> Supplied records
##############################

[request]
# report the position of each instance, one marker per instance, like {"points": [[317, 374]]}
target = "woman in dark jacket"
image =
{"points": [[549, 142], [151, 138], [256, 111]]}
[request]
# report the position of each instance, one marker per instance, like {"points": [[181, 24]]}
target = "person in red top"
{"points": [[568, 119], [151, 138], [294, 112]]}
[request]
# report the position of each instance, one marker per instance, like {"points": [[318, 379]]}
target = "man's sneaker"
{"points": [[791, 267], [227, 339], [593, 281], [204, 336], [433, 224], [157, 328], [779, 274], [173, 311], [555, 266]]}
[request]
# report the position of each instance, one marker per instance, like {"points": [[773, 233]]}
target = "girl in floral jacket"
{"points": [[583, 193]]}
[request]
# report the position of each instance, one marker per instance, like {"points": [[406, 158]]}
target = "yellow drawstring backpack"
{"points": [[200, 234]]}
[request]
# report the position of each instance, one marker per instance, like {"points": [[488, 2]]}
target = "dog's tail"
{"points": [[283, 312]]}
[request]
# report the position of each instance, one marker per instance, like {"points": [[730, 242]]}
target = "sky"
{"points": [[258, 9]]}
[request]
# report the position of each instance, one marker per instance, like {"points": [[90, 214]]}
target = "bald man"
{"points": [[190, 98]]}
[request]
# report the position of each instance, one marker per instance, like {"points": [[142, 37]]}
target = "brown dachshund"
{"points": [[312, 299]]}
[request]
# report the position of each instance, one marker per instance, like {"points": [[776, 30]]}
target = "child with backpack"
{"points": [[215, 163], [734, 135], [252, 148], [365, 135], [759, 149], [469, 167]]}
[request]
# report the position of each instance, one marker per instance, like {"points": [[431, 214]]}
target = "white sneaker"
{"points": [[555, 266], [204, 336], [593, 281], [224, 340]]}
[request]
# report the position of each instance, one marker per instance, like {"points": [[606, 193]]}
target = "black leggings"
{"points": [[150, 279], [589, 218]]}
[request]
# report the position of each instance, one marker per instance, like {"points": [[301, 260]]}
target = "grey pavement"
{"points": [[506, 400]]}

##############################

> Goal
The records above should be repeated in full, exactly as given.

> Exercise result
[request]
# report the position of each instance, one marker per instance, like {"points": [[317, 374]]}
target = "woman in dark jacket"
image =
{"points": [[549, 142], [151, 138], [256, 111]]}
[request]
# report the position of each instance, one marker per instance, like {"points": [[181, 24]]}
target = "person in red top"
{"points": [[568, 119], [151, 138], [294, 112]]}
[request]
# report the position of each instance, one marker per instance, like {"points": [[318, 379]]}
target = "man's sneaker"
{"points": [[791, 267], [227, 339], [593, 281], [204, 336], [433, 224], [157, 328], [779, 274], [173, 311], [555, 266]]}
[request]
# report the position of each instance, one marker per instance, like {"points": [[773, 233]]}
target = "girl in floral jacket"
{"points": [[583, 193]]}
[request]
# report the position of each instance, one marker per instance, like {"points": [[406, 158]]}
target = "yellow drawstring backpack"
{"points": [[200, 234]]}
[request]
# report the position of each instance, one marker per instance, like {"points": [[488, 2]]}
target = "dog's tail"
{"points": [[283, 312]]}
[request]
# report the position of each instance, one marker per instance, like {"points": [[730, 242]]}
target = "sky"
{"points": [[258, 9]]}
[request]
# report the position of each instance, one marker per instance, like {"points": [[90, 214]]}
target = "bald man"
{"points": [[190, 98]]}
[request]
# report the position of each instance, one marker per instance, like {"points": [[142, 37]]}
target = "brown dachshund"
{"points": [[312, 299]]}
[request]
# report the position of each instance, one marker per instance, like {"points": [[776, 30]]}
target = "child with backpack"
{"points": [[215, 163], [734, 135], [252, 148], [365, 135], [759, 149], [469, 167]]}
[request]
# report the position of each instance, one marker per instance, like {"points": [[431, 214]]}
target = "white sneaker"
{"points": [[555, 266], [204, 336], [593, 281], [224, 340]]}
[request]
# report the position of each instance, one marker per instance, like {"points": [[606, 193]]}
target = "black leggings"
{"points": [[150, 279], [589, 218]]}
[request]
# report the position of each instance, one marker per instance, like {"points": [[301, 260]]}
target = "grey pavement"
{"points": [[506, 400]]}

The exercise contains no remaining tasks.